- [Aim of the task]: Reproduce the listing below line for line, omitting the pictures.

** BEGIN **

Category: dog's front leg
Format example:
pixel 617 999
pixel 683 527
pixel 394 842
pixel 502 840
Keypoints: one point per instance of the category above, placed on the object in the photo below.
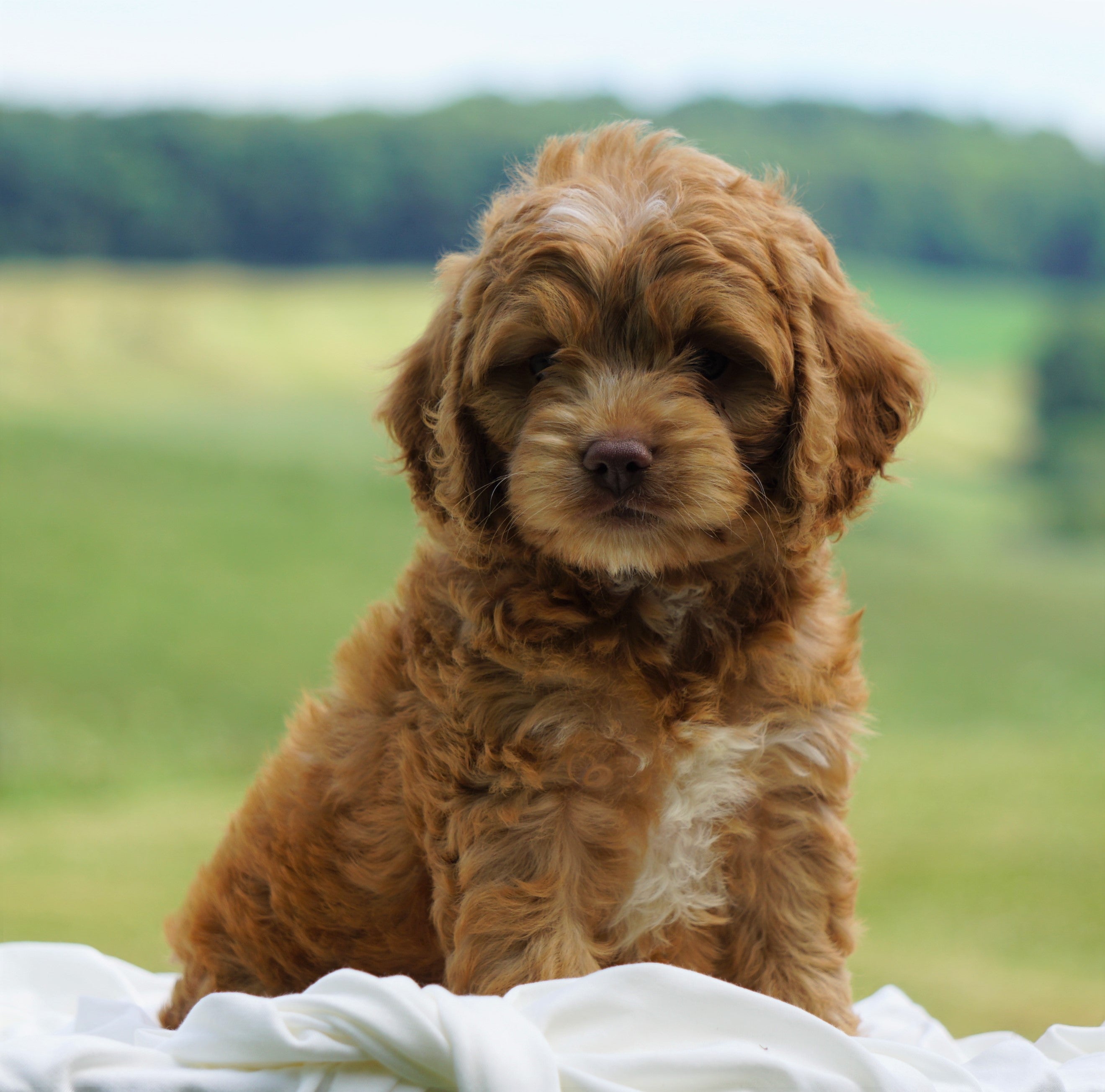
pixel 793 892
pixel 528 887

** END **

- [Written answer]:
Category: dog's front leg
Format example:
pixel 617 999
pixel 683 527
pixel 394 842
pixel 502 840
Keypoints: one point per instance of the category above, placed on the object in the photo below.
pixel 793 892
pixel 528 887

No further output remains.